§ DO THIS
Copy every line from the one containing "Would you be so kind as to locate the person's" through the last line of the records below, both included, and nothing else.

%%

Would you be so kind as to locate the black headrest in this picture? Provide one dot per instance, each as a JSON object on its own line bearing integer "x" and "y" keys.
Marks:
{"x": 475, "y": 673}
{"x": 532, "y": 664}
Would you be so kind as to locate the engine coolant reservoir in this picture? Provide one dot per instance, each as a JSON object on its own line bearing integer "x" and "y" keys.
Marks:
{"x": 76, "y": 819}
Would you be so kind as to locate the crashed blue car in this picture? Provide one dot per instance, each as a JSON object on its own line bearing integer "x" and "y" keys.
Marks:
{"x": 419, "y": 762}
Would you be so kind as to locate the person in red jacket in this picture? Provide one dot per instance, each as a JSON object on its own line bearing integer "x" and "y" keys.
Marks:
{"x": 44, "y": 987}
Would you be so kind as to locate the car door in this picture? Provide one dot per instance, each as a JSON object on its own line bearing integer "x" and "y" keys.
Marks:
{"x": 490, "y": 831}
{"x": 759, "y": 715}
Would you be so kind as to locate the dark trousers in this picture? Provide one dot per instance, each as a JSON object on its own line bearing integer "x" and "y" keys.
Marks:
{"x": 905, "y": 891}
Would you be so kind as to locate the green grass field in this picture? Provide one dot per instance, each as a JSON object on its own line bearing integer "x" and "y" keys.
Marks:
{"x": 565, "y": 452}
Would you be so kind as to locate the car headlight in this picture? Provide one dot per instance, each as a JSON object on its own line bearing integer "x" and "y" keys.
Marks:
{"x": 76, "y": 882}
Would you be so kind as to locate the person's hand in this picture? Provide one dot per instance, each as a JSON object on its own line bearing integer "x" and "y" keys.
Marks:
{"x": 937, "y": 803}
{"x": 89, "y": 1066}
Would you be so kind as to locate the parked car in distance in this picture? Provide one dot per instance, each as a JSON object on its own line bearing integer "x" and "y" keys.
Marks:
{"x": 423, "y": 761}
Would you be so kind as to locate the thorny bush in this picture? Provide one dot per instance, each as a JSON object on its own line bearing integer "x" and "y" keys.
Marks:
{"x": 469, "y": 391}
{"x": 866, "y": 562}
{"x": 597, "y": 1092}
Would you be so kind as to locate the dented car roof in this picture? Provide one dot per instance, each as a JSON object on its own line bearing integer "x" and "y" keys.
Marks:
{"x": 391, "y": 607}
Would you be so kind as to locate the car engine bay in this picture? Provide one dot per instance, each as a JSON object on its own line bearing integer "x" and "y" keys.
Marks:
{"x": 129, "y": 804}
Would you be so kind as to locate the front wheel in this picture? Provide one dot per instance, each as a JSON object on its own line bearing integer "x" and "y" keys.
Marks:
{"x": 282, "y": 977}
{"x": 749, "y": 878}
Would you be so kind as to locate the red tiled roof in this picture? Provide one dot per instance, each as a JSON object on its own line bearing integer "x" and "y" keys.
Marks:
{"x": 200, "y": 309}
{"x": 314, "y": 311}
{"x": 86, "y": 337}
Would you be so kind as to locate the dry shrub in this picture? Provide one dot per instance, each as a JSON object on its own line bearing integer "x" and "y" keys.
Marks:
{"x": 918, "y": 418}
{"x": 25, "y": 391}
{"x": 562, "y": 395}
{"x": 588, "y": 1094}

%%

§ COMPLETE RESPONSE
Would you be so kind as to locate the person's hand in this picture? Provide one dot per instance, each as a JSON object on its own line bearing integer "x" and "y" keys.
Marks:
{"x": 937, "y": 803}
{"x": 89, "y": 1066}
Would you be so kind as to locate the parked car in distance in this picture? Provide one dot per instance, each as a JSON object on its own line bearing integer "x" and "y" keys.
Marks:
{"x": 423, "y": 761}
Would you be so kind as to locate the thorny bush in this picture? Provide one dot per instance, each as a JSON object on its own line bearing integer "x" and "y" keys.
Marks:
{"x": 469, "y": 391}
{"x": 866, "y": 562}
{"x": 597, "y": 1092}
Would you be so kind as to locate the dented car roof in this picture? Provide one dot per instance, each as a JSON object on its own line bearing integer "x" and "y" keys.
Marks:
{"x": 391, "y": 607}
Would you be so kind as to locate the car engine bay in this picture? Provide one dot per instance, each as a JSON object on its own line bearing integer "x" and "y" keys.
Marks:
{"x": 129, "y": 804}
Would you be so kind as to locate the front wheel in this picture? Provide one dot per instance, each as a JSON object on its own line bearing integer "x" and "y" keys.
Marks:
{"x": 282, "y": 977}
{"x": 749, "y": 878}
Would you be so kind as to locate the red tiled roof in this picture? Provide one dot per instance, each as a JSON object on its own line bearing integer "x" and "y" keys.
Marks:
{"x": 200, "y": 309}
{"x": 314, "y": 311}
{"x": 86, "y": 337}
Would you be so kind as to locate the dry shrub in this picture? Provide one dot per instance, each as a JSON object on its own line bearing integer "x" and "y" keys.
Marks:
{"x": 918, "y": 418}
{"x": 25, "y": 391}
{"x": 562, "y": 395}
{"x": 588, "y": 1094}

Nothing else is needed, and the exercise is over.